_INPUT MATERIAL_.
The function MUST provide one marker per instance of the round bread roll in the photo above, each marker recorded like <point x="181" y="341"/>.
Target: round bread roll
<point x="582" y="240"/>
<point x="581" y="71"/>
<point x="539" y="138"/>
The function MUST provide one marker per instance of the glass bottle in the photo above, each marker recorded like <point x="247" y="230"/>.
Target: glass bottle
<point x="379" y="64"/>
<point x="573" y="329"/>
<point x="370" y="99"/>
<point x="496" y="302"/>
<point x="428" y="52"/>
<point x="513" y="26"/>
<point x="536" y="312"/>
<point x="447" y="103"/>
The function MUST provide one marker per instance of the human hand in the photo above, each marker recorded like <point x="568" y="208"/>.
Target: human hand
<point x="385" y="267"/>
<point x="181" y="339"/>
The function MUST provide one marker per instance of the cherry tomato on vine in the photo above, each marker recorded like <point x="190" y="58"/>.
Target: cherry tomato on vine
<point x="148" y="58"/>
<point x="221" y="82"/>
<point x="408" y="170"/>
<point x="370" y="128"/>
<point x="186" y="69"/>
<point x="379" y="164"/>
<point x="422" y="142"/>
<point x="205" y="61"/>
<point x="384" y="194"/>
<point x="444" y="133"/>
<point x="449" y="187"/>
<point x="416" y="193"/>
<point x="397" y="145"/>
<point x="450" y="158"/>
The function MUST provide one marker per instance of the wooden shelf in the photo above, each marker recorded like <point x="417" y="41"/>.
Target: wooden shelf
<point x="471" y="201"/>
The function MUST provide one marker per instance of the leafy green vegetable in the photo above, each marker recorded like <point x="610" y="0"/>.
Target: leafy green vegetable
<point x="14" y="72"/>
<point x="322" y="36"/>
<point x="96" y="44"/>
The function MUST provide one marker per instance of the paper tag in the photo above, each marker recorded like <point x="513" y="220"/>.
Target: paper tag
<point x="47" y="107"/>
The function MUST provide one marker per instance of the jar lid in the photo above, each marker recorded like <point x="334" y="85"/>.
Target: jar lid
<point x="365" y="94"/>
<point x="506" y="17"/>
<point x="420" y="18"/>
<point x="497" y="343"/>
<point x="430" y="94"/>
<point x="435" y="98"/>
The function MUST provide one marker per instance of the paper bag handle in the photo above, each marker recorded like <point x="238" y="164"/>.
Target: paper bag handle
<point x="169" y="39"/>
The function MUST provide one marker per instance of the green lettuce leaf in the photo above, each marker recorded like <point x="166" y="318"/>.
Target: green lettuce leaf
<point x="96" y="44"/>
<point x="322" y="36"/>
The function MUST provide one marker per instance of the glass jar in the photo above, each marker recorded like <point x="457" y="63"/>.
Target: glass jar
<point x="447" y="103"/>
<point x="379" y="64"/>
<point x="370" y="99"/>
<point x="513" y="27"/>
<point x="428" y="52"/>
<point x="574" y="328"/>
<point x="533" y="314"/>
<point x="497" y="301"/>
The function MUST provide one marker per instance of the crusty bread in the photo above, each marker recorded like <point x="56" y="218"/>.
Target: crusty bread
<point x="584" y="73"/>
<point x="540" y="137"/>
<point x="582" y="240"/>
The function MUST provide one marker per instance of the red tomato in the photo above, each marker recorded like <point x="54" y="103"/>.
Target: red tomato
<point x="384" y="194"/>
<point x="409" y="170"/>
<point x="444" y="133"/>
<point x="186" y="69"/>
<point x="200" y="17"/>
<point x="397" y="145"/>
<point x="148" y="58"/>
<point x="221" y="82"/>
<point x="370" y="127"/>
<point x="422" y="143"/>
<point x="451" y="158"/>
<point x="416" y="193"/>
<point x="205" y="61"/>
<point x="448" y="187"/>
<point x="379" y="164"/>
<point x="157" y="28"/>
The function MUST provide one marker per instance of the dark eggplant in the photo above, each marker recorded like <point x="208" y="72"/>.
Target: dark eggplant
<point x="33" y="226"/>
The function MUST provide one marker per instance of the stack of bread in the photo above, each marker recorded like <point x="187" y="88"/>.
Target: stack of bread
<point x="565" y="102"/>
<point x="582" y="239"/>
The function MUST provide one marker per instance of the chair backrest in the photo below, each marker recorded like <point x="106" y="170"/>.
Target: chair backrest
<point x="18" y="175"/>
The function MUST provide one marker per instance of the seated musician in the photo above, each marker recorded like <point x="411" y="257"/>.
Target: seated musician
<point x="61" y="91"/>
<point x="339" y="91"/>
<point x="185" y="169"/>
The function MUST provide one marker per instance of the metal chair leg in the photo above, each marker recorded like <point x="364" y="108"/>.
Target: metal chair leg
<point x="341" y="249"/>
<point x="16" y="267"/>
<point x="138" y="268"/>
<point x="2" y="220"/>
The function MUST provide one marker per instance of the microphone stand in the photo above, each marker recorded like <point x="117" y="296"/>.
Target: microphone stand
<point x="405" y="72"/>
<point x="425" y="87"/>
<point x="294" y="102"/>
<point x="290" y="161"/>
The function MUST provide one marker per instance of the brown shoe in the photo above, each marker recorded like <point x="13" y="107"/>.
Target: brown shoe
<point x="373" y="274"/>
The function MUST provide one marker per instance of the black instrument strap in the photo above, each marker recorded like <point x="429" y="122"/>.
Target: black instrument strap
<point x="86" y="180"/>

_AIM OF THE TASK_. Copy out each record, keeping every word as it is.

_RESPONSE TO THIS EXERCISE_.
The function MUST provide one marker per instance of the round bread roll in the photo above, each marker recorded like <point x="181" y="341"/>.
Target: round bread roll
<point x="582" y="240"/>
<point x="581" y="71"/>
<point x="539" y="138"/>
The function MUST provide one marker per instance of the glass bottle in the photo above, each marker recorded like <point x="247" y="230"/>.
Target: glass bottle
<point x="379" y="64"/>
<point x="573" y="329"/>
<point x="370" y="99"/>
<point x="496" y="302"/>
<point x="428" y="52"/>
<point x="513" y="26"/>
<point x="536" y="312"/>
<point x="447" y="103"/>
The function MUST provide one marker per instance of the human hand in the photo above, each marker recorded like <point x="568" y="208"/>.
Target: human hand
<point x="385" y="267"/>
<point x="181" y="339"/>
The function MUST provide one marker per instance of the cherry tomato on vine in the photo above, each marker recorded like <point x="190" y="58"/>.
Target: cherry tomato on vine
<point x="148" y="58"/>
<point x="221" y="82"/>
<point x="408" y="170"/>
<point x="370" y="128"/>
<point x="186" y="69"/>
<point x="379" y="164"/>
<point x="422" y="142"/>
<point x="205" y="61"/>
<point x="384" y="194"/>
<point x="444" y="133"/>
<point x="449" y="187"/>
<point x="416" y="193"/>
<point x="397" y="145"/>
<point x="450" y="158"/>
The function MUST provide one marker per instance of the wooden shelf in the photo above, each marker recorded like <point x="417" y="41"/>.
Target: wooden shelf
<point x="471" y="201"/>
The function MUST provide one marker per instance of the leafy green vegetable in the photo above, each marker recorded like <point x="610" y="0"/>.
Target: leafy green vegetable
<point x="14" y="72"/>
<point x="322" y="36"/>
<point x="96" y="44"/>
The function MUST provide one marker per instance of the paper tag in the photo above, each marker recorded like <point x="513" y="220"/>.
Target: paper tag
<point x="47" y="107"/>
The function MUST provide one marker per instance of the jar lid in the photo above, each marker recorded like <point x="334" y="85"/>.
Target: jar lid
<point x="365" y="94"/>
<point x="506" y="17"/>
<point x="420" y="18"/>
<point x="497" y="343"/>
<point x="430" y="94"/>
<point x="435" y="98"/>
The function MUST provide one marker per instance of the paper bag handle in the photo above, each marker recorded like <point x="238" y="164"/>.
Target: paper bag handle
<point x="169" y="39"/>
The function MUST provide one marker per instance of the green lettuce leaf in the photo above, each marker recorded like <point x="166" y="318"/>.
Target: green lettuce leaf
<point x="96" y="44"/>
<point x="322" y="36"/>
The function MUST provide one marker per instance of the glass jar in the photo above, each marker recorded like <point x="457" y="63"/>.
Target: glass jar
<point x="447" y="103"/>
<point x="379" y="64"/>
<point x="370" y="99"/>
<point x="513" y="27"/>
<point x="428" y="52"/>
<point x="574" y="328"/>
<point x="533" y="314"/>
<point x="497" y="301"/>
The function MUST provide one marker per instance of the crusty bread in the photo above, each marker recorded like <point x="56" y="218"/>.
Target: crusty bread
<point x="584" y="73"/>
<point x="540" y="137"/>
<point x="582" y="240"/>
The function MUST provide one marker per instance of the red tomato in the photo above, each marker recorded like <point x="54" y="103"/>.
Target: red tomato
<point x="384" y="194"/>
<point x="409" y="170"/>
<point x="444" y="133"/>
<point x="186" y="69"/>
<point x="200" y="17"/>
<point x="397" y="145"/>
<point x="148" y="58"/>
<point x="221" y="82"/>
<point x="370" y="127"/>
<point x="422" y="143"/>
<point x="451" y="158"/>
<point x="416" y="193"/>
<point x="205" y="61"/>
<point x="448" y="187"/>
<point x="379" y="164"/>
<point x="157" y="28"/>
The function MUST provide one marker per instance of the dark eggplant in the photo above, each marker recorded like <point x="208" y="72"/>.
Target: dark eggplant
<point x="33" y="226"/>
The function MUST provide one marker per instance of the stack of bread in the photo above, each marker recorded like <point x="187" y="88"/>.
Target: stack of bread
<point x="565" y="102"/>
<point x="582" y="239"/>
The function MUST provide one marker per instance of the chair backrest in the photo below, each marker recorded like <point x="106" y="170"/>.
Target: chair backrest
<point x="18" y="175"/>
The function MUST provide one marker per instance of the seated musician in the photo above, each marker recorded like <point x="411" y="257"/>.
Target: seated musician
<point x="61" y="91"/>
<point x="339" y="91"/>
<point x="185" y="169"/>
The function MUST provide one marker per instance of the metal chair leg in the photo above, each marker recorded like <point x="364" y="108"/>.
Target: metal chair leg
<point x="341" y="249"/>
<point x="16" y="267"/>
<point x="138" y="268"/>
<point x="2" y="220"/>
The function MUST provide one marker per instance of the microphone stand in the photo above, each marker recorded like <point x="117" y="296"/>.
Target: microphone stand
<point x="405" y="72"/>
<point x="425" y="87"/>
<point x="294" y="102"/>
<point x="290" y="161"/>
The function MUST provide one marker per instance of the brown shoe in the photo above, each marker recorded like <point x="13" y="107"/>.
Target: brown shoe
<point x="373" y="274"/>
The function MUST provide one marker per instance of the black instrument strap in the photo above, each marker recorded like <point x="429" y="122"/>.
Target: black instrument strap
<point x="86" y="180"/>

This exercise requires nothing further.